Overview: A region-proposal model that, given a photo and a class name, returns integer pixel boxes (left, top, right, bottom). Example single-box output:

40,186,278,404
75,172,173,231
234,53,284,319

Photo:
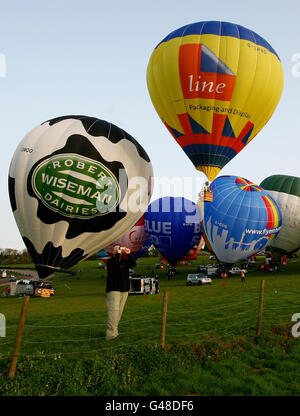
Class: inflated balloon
145,197,202,266
104,215,148,257
8,115,153,278
203,176,282,263
260,175,300,254
181,237,205,260
96,249,110,260
147,21,284,181
134,237,152,260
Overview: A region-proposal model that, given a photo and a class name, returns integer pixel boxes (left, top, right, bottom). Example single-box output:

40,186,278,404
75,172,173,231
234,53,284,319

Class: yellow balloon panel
147,21,284,181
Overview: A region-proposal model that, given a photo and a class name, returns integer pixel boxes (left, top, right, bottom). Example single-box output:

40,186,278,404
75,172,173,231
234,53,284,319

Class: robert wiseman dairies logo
31,154,120,219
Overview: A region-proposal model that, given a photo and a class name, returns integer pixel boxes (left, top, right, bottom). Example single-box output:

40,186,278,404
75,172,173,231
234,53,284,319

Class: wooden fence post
161,291,168,348
256,280,265,337
9,295,30,379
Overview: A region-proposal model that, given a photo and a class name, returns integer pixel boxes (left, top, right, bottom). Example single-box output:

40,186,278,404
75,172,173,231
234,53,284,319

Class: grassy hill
0,255,300,396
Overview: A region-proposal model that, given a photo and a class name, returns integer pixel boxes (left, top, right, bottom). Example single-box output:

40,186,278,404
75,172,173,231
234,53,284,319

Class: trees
0,248,31,265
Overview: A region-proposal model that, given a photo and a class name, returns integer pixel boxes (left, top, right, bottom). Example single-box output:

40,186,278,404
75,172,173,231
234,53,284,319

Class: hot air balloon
104,215,148,257
8,115,153,278
203,176,282,263
181,237,205,261
260,175,300,255
147,21,284,182
96,249,110,260
145,197,202,266
134,237,152,260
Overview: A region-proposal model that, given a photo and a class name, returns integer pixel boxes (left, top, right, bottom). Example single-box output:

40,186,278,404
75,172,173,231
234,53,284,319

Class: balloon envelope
104,215,148,257
8,115,153,278
145,197,202,266
134,237,152,260
203,176,282,263
147,21,284,181
260,175,300,254
96,250,110,260
181,237,205,260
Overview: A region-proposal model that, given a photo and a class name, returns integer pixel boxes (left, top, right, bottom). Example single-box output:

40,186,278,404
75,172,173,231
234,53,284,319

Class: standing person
241,270,246,283
281,254,288,268
105,245,136,340
167,267,172,281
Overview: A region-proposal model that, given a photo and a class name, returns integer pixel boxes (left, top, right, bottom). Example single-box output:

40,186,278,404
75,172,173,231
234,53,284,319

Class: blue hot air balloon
203,176,282,263
145,197,202,266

▶ _Aim of the exercise_
Only the text of the records above is to be reproduced, exactly as given; the pictures are dropped.

▶ _Expected output_
Overview: A region-proposal model that, given a photo and a class name, returns integer pixel boxes (left, top, right, bottom). Example single-box output:

40,186,278,404
75,172,173,231
234,53,284,319

Photo:
Class: inflated balloon
145,197,202,266
104,215,148,257
8,115,153,278
203,176,282,263
260,175,300,254
181,237,205,260
96,249,110,260
147,21,284,181
134,237,152,260
Overview: A region-proposal model that, given a photo and a class name, returns integer pixel boxes (left, top, right, bottom). Example single-box output:

40,186,278,404
75,172,173,231
234,53,284,319

Class: yellow balloon panel
147,21,284,181
Overview: A region-proposal model that, given a photo and a class name, returns integer pixel boxes (left, top, right, bottom). Example single-box output:

40,186,278,404
75,172,173,231
234,53,284,319

Class: robert wiseman dairies logo
31,154,120,219
Overview: A region-proposal model that, given a photo and a class name, returns integer pixel boxes (left, top, right, bottom). Example single-box output:

40,186,278,404
75,172,173,231
234,53,284,319

Class: wooden fence post
161,291,168,348
256,280,265,337
9,295,30,379
Overview: A region-proposal model that, given a photo and a class name, returns integer pixel boxes (left, top, right, bottom). Example single-box output:

40,186,278,404
75,172,173,231
234,53,284,319

Class: grassy hill
0,255,300,396
Overview: A region-proposal model that, given a photo and a class name, returns integer pixel boxes (left, top, right, bottom). Example single-box output:

40,186,278,404
75,172,173,231
234,53,284,319

Class: trees
0,248,31,265
Overview: A region-proposal model that, given a photo and a class name, returns integer pixel boxes (left, top, right, bottom). Example single-box output:

40,186,278,404
75,172,173,231
234,53,284,319

Class: hot air balloon
104,215,148,257
8,115,153,278
203,176,282,263
181,237,205,261
260,175,300,255
147,21,284,182
96,249,110,260
145,197,202,266
134,237,152,260
Overview: A region-proposal model that, given a photo and a class name, returns integer pixel boxes (left, top, right, bottom). Example single-box output:

40,186,278,404
75,172,173,231
234,53,284,319

Class: balloon envelope
104,215,148,257
8,115,153,278
145,197,202,266
134,237,152,260
203,176,282,263
147,21,284,181
260,175,300,254
96,250,110,260
181,237,205,260
Overview: A region-proposal model that, given a photo and a class name, returns integer pixel boxes (left, top, right, bottom). Example single-box output:

40,186,278,404
75,172,173,231
234,53,284,319

Class: standing person
241,270,246,283
281,254,288,268
105,245,136,340
167,267,172,281
Overview: A region-proposal model that, given a photo and a class name, returns integer pixel boxes (left, top, right, bottom). Example single-box output:

40,186,278,404
75,172,173,231
234,53,284,319

Class: blue hot air balloon
203,176,282,263
145,197,202,266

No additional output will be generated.